Rewrite the stretch of the lecture notes from "we have: $\left|" through "vectors increases expressiveness.", updating it so that "expressiveness" becomes "flexibility".

### Provided text
-- begin --

STT 996 — High Dimensional Probability

Lecture 09 — Grothendieck, Kernel Trick, SVD, Min–Max

1. Grothendieck Identity

Let $g \sim \mathcal{N}(0, I_n), \quad u, v \in S^{n-1}$

Then: $\mathbb{E}[\mathrm{sign}(\langle g, u \rangle)\mathrm{sign}(\langle g, v \rangle)] = \frac{2}{\pi} \sin^{-1}(\langle u, v \rangle)$

🔍 Explanation

This is a nonlinear correlation identity for Gaussian projections.
Key idea: projecting onto random Gaussian direction converts inner products into a nonlinear function.
This is the backbone of:
- random hyperplane rounding
- Grothendieck inequality
- kernel embeddings

2. Grothendieck Inequality

Let $a_{ij} \in \mathbb{R}$, $1 \le i \le m$, $1 \le j \le n$.

Assume: $\left| \sum_{i,j} a_{ij} x_i y_j \right| \le 1 \quad \forall x_i, y_j \in \{-1,1\}$

Then for any unit vectors $u_i, v_j \in \mathcal{H}$ (Hilbert space), $\|u_i\| = \|v_j\| = 1$

we have: $\left| \sum_{i,j} a_{ij} \langle u_i, v_j \rangle \right| \le K_G$

where: $K_G \le \frac{\pi}{2 \ln(1+\sqrt{2})} \approx 1.783$

🔍 Explanation

Replacing $\pm1$ scalars with vectors increases expressiveness.
Grothendieck says:

this only increases the supremum by a universal constant.
This is dimension-free.

3. Kernel Trick Construction

Goal: represent nonlinear functions of inner products as inner products in a Hilbert space.

-- end --

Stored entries
-- begin --

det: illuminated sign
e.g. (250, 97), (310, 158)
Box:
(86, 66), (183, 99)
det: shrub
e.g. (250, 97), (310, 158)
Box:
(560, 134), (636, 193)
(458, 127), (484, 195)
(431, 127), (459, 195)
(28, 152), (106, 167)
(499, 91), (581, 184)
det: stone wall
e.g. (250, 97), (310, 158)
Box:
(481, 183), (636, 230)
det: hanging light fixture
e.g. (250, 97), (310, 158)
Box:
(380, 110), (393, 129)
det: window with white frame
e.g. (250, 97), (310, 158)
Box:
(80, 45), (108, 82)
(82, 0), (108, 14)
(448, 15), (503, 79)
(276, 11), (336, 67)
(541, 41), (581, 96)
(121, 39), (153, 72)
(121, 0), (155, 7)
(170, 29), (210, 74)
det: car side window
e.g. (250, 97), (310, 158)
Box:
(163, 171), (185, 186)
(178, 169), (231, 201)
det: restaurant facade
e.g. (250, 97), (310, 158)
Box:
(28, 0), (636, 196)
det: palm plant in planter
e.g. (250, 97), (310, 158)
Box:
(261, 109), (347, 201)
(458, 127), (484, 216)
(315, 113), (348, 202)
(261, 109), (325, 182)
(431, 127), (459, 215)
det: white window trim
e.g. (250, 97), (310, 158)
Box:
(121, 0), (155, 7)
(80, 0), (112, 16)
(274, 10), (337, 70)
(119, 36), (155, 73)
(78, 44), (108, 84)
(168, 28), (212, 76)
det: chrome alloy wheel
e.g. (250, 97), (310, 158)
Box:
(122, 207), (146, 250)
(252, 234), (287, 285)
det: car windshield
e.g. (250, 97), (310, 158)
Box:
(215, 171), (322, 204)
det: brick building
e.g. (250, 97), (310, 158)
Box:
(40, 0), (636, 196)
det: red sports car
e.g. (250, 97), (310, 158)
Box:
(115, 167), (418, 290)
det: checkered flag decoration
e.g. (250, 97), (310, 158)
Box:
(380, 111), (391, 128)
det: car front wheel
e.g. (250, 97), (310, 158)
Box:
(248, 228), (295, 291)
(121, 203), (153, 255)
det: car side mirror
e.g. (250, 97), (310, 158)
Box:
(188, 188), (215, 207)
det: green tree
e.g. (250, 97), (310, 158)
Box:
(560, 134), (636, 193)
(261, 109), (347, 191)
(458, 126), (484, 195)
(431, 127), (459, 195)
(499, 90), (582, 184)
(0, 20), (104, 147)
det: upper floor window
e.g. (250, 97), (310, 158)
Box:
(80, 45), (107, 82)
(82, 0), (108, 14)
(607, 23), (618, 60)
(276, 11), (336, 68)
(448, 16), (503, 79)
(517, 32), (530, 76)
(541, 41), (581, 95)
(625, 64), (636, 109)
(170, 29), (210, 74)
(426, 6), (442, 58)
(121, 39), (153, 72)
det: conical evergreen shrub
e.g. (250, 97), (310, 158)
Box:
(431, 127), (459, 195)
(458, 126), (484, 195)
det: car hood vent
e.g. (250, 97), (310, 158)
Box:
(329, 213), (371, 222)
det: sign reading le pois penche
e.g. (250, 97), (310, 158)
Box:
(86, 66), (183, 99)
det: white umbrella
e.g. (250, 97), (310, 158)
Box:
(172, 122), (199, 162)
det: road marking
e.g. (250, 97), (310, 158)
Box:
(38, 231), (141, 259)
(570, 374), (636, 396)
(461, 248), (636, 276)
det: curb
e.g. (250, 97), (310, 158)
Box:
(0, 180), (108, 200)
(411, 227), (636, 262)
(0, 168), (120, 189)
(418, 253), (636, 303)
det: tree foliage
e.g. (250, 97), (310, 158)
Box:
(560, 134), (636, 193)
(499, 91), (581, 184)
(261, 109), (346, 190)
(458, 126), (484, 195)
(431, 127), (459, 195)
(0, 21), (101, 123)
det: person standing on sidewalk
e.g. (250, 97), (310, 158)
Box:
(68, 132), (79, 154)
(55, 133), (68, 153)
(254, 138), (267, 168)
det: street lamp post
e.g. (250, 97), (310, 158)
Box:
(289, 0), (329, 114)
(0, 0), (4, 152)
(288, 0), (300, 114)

-- end --

### Response to the task
we have: $\left| \sum_{i,j} a_{ij} \langle u_i, v_j \rangle \right| \le K_G$

where: $K_G \le \frac{\pi}{2 \ln(1+\sqrt{2})} \approx 1.783$

🔍 Explanation

Replacing $\pm1$ scalars with vectors increases flexibility.